### Given instruction:
Copy the listing below word for word, from its beginning through the line that contains "[189,18,276,30]". Leave the pictures out.

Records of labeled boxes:
• • • •
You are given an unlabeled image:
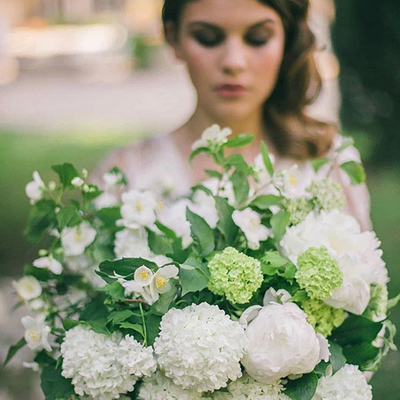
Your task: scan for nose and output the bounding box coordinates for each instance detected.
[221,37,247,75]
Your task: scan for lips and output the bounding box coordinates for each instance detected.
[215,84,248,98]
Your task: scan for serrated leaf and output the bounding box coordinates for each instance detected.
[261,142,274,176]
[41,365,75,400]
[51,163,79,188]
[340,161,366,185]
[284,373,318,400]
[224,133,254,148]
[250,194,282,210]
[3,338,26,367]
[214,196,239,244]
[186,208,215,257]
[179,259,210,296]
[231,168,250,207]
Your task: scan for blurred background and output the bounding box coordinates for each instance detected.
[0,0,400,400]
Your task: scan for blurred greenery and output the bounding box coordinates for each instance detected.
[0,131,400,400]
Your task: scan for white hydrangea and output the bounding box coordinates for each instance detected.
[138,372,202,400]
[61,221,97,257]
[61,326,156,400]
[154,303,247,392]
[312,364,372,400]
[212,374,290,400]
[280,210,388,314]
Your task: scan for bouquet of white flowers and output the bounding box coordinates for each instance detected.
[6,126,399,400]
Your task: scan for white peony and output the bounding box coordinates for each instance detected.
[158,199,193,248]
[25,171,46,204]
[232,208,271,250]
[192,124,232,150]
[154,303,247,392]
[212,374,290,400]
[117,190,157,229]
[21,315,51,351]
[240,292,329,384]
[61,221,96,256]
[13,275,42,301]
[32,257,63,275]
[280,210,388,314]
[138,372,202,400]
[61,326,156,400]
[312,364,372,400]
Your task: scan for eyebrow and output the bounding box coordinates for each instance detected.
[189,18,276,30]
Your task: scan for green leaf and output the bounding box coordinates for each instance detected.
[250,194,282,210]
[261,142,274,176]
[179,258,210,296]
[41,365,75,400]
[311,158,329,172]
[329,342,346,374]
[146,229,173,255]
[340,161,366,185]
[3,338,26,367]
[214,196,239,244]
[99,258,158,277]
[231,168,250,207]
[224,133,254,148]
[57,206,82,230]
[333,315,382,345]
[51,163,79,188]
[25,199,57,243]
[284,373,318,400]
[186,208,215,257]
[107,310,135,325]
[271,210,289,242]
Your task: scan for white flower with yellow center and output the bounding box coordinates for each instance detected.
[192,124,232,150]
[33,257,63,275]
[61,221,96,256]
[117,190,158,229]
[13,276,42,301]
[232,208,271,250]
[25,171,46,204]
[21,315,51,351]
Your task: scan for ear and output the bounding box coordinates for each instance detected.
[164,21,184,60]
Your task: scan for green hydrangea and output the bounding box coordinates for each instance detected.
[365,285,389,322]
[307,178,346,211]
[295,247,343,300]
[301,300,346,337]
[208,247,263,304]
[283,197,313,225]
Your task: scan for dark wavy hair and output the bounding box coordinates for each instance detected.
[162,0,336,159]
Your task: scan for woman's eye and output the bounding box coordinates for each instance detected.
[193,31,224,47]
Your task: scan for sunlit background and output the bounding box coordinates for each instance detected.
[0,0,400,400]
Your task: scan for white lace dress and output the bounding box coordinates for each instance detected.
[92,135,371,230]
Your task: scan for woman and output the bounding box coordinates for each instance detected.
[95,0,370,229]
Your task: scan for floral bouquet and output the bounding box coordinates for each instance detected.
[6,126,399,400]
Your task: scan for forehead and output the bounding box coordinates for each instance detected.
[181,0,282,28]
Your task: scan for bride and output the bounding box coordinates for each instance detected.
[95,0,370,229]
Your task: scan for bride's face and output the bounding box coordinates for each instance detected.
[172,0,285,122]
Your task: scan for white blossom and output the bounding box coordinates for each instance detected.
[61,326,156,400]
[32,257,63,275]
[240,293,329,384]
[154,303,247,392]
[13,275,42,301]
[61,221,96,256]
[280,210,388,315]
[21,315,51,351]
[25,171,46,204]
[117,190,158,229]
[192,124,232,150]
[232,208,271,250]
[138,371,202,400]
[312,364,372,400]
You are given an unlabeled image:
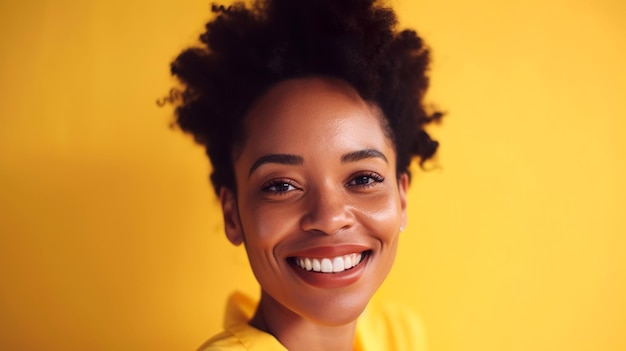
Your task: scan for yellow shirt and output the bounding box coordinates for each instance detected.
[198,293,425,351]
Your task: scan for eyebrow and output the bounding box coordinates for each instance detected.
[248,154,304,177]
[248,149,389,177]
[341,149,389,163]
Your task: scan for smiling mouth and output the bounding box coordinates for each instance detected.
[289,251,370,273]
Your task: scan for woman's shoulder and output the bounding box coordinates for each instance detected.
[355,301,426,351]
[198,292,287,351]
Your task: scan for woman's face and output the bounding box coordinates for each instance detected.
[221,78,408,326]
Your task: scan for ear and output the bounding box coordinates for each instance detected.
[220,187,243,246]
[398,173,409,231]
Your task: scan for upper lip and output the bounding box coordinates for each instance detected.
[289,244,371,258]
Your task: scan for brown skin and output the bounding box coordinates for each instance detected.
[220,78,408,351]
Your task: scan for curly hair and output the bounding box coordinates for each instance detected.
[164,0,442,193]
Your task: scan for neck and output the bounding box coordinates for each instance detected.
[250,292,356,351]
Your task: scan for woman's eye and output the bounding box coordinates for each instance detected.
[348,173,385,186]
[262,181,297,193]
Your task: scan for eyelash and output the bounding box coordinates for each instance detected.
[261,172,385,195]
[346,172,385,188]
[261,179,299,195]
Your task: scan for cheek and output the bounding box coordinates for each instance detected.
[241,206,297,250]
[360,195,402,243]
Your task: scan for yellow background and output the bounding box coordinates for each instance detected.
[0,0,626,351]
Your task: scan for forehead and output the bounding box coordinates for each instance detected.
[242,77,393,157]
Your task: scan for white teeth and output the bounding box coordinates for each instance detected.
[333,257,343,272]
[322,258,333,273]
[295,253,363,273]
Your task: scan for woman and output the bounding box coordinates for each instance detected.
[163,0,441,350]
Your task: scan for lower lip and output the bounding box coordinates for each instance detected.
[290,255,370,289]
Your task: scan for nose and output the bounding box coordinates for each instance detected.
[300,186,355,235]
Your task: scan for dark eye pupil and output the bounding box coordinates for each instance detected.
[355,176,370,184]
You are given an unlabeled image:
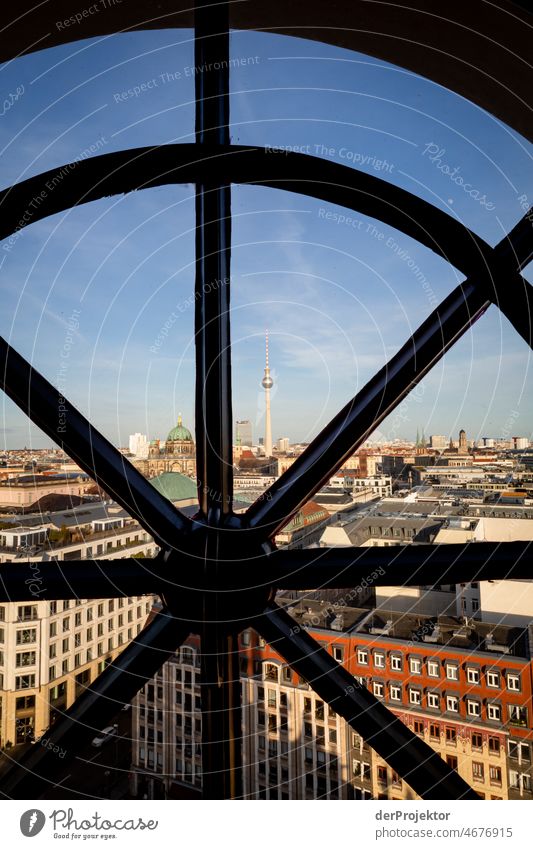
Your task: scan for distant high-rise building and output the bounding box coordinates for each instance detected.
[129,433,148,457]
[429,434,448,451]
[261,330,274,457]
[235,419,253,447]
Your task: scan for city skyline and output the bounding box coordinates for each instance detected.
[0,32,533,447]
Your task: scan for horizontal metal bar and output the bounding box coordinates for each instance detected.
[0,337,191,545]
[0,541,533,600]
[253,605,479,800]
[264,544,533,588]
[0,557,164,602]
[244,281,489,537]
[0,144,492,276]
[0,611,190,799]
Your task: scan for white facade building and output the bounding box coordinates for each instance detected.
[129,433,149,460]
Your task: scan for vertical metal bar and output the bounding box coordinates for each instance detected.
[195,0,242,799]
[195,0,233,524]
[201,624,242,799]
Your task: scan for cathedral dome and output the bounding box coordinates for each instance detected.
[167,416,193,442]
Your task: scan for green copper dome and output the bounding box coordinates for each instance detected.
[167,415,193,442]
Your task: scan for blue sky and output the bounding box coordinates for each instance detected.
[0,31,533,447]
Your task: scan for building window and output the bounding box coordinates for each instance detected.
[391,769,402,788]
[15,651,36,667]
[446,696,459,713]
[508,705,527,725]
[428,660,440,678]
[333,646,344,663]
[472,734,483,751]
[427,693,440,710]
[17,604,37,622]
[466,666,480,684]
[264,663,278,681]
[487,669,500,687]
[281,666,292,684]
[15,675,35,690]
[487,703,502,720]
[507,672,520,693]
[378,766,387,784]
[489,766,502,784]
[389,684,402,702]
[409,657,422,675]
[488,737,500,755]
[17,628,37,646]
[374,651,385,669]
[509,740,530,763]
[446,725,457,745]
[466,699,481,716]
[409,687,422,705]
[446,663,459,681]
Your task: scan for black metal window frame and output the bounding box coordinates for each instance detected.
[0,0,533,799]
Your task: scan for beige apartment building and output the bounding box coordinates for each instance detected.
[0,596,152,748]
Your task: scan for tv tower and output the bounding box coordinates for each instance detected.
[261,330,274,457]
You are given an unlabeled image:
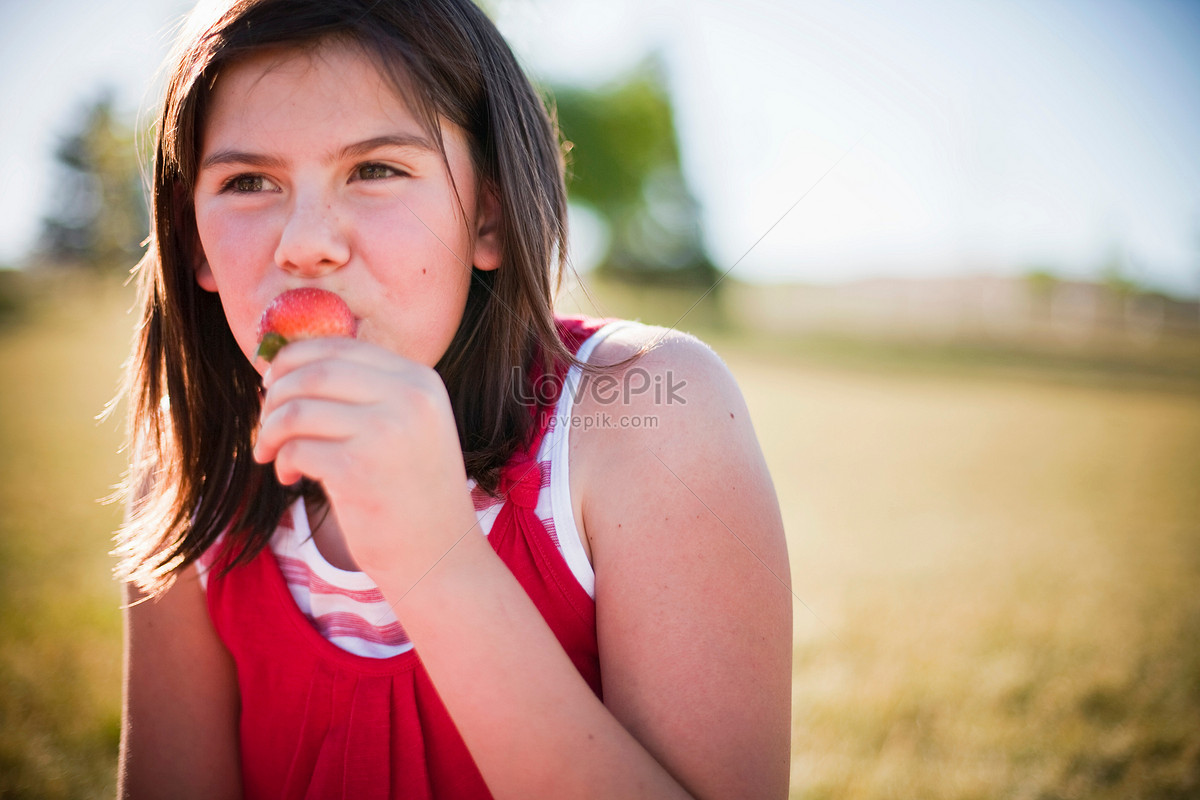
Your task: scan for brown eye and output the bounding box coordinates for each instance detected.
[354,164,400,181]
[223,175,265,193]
• • • •
### Full answer:
You are given an unlabeled image:
Your task: scan for nose and output the bounding box coordinates for each instance detected.
[221,37,247,75]
Your task: scan for lips and output the bounding box coordinates for each instance detected.
[215,84,248,98]
Your task: scan for serrated leaf and output the bounding box coordinates for each instance detected.
[261,142,274,176]
[41,365,75,400]
[51,163,79,188]
[340,161,366,185]
[284,373,318,400]
[224,133,254,148]
[250,194,282,210]
[3,338,26,367]
[214,196,239,244]
[186,208,215,257]
[179,259,210,296]
[231,168,250,207]
Your task: scan for blurred background and output the bounding box coordinates for each instance detected.
[0,0,400,400]
Your task: scan for blurred greenery and output the bounding box coordinates for each instance detected.
[0,131,400,400]
Your task: scan for white hydrangea and output the bounding box coordinates for each instance detected.
[138,372,202,400]
[61,221,97,257]
[61,326,156,400]
[154,303,247,392]
[312,364,372,400]
[212,374,290,400]
[280,210,388,314]
Your task: scan for bouquet of white flowers and output the bounding box coordinates for each instance detected.
[6,126,399,400]
Your task: scan for white peony and output the bounding box coordinates for each instance detected.
[158,199,193,248]
[25,171,46,204]
[232,208,271,250]
[192,124,232,150]
[154,303,247,392]
[212,374,290,400]
[117,190,157,229]
[21,315,51,351]
[240,292,329,384]
[61,221,96,256]
[13,275,42,301]
[32,257,63,275]
[280,210,388,314]
[138,372,202,400]
[61,326,156,400]
[312,364,372,400]
Your task: scan for eyebrow and output the bounding box coordinates for each instance detected.
[189,18,276,30]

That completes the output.